## WHAT IS NEEDED
Set down exactly the lines running from the line with "panel, dropping a point on every instance." to the end of the listing below, both ends included.

## GIVEN DATA
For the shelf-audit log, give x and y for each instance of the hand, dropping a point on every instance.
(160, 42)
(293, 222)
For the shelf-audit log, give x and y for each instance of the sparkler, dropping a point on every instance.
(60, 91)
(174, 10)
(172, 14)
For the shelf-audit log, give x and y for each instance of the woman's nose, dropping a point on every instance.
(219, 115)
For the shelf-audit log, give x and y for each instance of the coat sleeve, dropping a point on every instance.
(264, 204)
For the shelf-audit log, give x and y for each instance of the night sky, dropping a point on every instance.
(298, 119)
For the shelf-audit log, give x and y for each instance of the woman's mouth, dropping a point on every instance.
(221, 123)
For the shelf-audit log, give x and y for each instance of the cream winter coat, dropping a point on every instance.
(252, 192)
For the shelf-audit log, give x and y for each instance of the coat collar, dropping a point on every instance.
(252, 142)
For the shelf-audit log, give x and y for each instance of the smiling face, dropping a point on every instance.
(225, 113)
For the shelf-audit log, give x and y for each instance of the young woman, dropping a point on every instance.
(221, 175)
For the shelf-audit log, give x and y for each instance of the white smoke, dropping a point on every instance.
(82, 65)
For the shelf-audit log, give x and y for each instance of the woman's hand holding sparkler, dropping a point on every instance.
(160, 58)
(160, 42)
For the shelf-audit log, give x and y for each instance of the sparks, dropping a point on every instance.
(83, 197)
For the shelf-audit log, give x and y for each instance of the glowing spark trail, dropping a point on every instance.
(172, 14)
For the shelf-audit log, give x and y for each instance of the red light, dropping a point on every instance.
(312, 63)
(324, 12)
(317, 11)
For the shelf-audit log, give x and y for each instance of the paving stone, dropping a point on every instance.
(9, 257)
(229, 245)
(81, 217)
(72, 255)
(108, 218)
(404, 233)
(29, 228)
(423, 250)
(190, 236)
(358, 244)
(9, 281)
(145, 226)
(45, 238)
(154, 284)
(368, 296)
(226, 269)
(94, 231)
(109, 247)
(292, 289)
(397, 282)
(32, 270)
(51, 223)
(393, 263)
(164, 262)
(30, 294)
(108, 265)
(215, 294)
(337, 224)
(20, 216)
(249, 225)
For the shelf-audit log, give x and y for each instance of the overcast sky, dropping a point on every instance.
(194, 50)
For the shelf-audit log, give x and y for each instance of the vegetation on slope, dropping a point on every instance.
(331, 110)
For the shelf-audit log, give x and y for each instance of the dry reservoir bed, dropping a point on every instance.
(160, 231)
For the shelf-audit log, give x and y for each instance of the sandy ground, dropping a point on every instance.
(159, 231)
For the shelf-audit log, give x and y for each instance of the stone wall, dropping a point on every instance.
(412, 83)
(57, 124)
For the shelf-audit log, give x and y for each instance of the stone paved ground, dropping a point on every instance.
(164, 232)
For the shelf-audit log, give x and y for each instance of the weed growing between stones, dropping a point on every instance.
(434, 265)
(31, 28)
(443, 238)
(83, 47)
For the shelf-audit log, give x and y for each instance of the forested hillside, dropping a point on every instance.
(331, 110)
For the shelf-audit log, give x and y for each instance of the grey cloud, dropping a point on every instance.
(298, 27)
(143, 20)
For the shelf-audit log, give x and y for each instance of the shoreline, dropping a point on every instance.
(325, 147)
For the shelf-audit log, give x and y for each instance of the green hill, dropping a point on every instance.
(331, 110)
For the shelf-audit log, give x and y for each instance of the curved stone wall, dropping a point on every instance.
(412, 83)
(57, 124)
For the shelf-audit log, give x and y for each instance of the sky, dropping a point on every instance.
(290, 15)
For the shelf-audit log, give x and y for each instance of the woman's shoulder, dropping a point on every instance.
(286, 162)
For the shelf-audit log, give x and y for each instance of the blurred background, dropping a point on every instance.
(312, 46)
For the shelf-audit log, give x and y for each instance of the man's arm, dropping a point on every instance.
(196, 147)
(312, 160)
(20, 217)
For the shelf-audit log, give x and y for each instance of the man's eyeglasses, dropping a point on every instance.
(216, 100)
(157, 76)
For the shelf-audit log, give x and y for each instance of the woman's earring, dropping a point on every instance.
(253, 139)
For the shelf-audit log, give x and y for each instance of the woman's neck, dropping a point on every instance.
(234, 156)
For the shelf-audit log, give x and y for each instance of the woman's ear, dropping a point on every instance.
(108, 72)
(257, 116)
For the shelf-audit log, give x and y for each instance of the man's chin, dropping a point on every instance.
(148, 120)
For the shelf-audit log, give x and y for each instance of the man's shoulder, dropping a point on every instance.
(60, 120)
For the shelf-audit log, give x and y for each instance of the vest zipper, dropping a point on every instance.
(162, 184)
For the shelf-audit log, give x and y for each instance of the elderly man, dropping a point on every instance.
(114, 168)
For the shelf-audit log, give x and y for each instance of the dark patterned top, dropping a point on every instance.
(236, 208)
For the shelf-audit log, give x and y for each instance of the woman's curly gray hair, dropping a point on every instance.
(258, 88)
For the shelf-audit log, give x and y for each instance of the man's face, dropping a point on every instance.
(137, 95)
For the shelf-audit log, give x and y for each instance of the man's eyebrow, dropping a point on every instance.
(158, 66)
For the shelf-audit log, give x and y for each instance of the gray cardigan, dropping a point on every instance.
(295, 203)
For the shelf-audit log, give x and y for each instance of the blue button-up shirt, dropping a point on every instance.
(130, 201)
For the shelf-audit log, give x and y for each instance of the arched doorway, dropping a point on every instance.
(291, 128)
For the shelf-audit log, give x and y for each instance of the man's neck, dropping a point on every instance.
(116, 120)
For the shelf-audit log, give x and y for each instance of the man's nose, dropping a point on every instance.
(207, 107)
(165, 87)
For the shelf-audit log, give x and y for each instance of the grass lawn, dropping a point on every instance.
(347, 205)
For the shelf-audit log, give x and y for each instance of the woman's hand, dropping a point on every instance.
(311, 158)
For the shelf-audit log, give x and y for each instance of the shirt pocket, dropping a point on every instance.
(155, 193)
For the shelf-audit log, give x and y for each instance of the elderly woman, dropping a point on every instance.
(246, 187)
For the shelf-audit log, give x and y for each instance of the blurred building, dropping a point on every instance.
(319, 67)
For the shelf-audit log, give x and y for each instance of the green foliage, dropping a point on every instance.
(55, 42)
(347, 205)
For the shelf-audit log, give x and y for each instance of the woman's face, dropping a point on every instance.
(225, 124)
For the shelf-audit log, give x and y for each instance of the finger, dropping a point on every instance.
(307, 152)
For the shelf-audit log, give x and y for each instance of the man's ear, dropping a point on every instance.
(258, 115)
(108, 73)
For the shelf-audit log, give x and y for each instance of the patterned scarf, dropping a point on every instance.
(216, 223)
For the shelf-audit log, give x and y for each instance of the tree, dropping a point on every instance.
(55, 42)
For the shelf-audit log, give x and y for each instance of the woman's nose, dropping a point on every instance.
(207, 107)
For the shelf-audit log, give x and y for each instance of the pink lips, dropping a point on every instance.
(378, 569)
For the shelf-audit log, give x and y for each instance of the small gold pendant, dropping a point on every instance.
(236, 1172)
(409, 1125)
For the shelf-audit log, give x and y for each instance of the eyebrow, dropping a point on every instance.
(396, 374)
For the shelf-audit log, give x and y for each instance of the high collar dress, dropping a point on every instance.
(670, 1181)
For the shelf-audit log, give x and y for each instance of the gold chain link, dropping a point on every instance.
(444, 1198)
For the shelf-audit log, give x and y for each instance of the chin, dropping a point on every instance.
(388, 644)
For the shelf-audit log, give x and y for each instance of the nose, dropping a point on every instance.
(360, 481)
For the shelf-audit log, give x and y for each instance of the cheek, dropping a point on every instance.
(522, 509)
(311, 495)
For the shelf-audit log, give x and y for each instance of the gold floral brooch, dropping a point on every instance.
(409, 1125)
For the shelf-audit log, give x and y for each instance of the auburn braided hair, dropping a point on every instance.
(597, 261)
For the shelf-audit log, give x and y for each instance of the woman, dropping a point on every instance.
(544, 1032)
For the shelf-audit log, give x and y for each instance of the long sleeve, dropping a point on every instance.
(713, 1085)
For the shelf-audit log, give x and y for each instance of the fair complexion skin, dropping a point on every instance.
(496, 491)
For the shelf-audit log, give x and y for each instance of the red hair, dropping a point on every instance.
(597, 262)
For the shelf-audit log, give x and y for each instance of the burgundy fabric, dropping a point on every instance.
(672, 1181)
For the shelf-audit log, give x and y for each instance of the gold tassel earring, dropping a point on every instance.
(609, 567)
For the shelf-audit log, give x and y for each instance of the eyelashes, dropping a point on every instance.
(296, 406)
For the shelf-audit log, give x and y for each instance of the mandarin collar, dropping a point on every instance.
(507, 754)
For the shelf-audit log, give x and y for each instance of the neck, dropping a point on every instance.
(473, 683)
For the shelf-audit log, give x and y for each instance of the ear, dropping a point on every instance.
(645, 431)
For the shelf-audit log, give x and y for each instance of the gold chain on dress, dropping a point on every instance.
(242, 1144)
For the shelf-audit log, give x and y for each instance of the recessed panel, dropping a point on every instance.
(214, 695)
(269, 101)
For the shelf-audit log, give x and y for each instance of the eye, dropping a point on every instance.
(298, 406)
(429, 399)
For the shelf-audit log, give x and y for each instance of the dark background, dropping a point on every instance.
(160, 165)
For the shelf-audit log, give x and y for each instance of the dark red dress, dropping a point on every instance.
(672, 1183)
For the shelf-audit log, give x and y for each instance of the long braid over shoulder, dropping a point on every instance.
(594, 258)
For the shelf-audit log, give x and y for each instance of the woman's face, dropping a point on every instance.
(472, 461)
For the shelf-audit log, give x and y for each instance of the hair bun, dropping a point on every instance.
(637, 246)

## RESULT FOR THIS EXERCISE
For the shelf-audit log, give x and y for each instance of the recessed panel, dropping a point on every instance.
(214, 695)
(269, 101)
For the shelf-audit log, give x and y for each instance of the eye, dropping a point on every instance.
(298, 406)
(429, 399)
For the shelf-audit log, give x and y for each instance of the dark background, dropping a point on every instance.
(160, 165)
For the shelf-audit log, give x and y for each instance of the dark red dress, dropping a point on every instance.
(672, 1183)
For the shelf-audit log, give x and y for each instance of the long braid over shoulder, dropping a point on every instance.
(594, 258)
For the shelf-audit log, give x and y for each instance of the woman's face, dropping a point on every instance.
(472, 461)
For the shelf-audit log, give x and y for each instance of the hair bun, dropping a point on every instance.
(637, 246)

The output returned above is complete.